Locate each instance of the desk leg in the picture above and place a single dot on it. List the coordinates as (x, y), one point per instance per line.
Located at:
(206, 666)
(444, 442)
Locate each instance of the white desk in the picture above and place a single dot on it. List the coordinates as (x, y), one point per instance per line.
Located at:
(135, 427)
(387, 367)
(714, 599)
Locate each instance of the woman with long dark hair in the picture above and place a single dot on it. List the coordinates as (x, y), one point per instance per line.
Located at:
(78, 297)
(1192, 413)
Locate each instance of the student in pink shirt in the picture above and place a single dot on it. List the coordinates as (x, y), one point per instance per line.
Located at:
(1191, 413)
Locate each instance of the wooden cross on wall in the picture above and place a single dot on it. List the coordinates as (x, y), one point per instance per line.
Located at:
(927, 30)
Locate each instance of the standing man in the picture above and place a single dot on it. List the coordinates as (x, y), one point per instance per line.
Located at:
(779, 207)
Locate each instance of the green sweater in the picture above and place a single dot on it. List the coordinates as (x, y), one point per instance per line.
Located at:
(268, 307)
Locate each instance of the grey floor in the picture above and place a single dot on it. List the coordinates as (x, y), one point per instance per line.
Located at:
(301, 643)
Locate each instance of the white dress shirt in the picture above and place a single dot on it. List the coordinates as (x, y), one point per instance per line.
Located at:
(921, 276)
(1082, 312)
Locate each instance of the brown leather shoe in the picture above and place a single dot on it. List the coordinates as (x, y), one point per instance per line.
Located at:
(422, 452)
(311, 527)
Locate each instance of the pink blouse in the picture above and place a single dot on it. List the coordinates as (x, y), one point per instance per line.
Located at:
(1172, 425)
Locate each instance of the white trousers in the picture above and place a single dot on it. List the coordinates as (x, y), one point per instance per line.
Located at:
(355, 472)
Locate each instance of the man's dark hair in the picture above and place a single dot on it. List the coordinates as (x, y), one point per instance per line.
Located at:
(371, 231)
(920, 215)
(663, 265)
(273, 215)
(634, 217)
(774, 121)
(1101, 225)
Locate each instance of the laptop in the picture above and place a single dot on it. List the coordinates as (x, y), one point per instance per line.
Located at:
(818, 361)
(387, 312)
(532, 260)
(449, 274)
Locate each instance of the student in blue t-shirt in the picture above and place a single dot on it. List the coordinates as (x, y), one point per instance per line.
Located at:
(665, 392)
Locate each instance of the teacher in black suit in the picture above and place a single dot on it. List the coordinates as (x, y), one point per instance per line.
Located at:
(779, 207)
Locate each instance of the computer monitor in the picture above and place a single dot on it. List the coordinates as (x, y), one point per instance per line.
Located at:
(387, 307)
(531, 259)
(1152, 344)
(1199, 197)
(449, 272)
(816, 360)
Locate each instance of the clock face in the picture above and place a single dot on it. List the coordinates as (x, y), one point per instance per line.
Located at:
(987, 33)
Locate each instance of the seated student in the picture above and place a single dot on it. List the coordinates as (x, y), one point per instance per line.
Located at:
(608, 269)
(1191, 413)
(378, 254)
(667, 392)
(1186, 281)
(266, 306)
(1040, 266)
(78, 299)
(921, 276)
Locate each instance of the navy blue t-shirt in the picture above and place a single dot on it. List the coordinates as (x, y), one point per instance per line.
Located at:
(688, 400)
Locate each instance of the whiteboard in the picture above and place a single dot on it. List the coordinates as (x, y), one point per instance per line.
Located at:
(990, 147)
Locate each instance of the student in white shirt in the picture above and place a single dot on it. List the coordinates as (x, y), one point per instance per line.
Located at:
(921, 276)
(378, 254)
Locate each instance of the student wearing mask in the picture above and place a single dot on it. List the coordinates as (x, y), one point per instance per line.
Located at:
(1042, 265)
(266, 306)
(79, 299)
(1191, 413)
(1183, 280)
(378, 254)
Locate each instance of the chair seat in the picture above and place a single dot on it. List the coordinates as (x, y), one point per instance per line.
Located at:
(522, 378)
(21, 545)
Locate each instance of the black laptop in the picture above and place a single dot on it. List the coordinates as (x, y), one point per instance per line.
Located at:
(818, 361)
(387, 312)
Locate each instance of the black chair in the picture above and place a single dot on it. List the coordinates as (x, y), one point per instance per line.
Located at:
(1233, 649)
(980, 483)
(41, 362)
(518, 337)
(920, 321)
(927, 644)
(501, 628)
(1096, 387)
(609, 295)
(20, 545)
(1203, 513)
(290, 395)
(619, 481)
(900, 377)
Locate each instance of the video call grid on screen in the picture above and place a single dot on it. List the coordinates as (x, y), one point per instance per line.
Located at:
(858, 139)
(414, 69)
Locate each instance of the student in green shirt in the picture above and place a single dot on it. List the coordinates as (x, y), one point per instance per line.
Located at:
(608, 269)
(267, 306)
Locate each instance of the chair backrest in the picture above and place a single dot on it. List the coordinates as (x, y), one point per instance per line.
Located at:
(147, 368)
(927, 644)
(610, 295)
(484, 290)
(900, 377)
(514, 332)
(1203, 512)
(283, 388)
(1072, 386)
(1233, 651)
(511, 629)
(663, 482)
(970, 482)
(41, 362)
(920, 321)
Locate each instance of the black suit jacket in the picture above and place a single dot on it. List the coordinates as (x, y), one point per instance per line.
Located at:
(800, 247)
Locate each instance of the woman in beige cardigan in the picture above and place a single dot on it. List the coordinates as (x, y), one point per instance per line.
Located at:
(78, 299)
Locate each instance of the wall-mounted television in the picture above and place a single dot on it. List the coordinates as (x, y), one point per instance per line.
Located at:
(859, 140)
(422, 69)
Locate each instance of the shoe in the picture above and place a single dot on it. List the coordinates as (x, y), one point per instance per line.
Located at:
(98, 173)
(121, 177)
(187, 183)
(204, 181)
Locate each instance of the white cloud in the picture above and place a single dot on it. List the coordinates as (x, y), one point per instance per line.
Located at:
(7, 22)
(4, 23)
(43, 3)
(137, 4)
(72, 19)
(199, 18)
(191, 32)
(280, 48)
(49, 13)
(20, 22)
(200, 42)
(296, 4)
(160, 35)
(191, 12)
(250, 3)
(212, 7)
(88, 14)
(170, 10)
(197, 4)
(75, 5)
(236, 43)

• Directions for this task: Copy out every line from the material above where the string "laptop" turns up.

• Written answer:
Locate each instance of the laptop in the picture above and place a single dot on it. List the coordinates as (x, y), one point per instance per line.
Locate each instance of the black laptop in the picture above and place a single dot on it. List the coordinates as (x, y), one point per instance per line.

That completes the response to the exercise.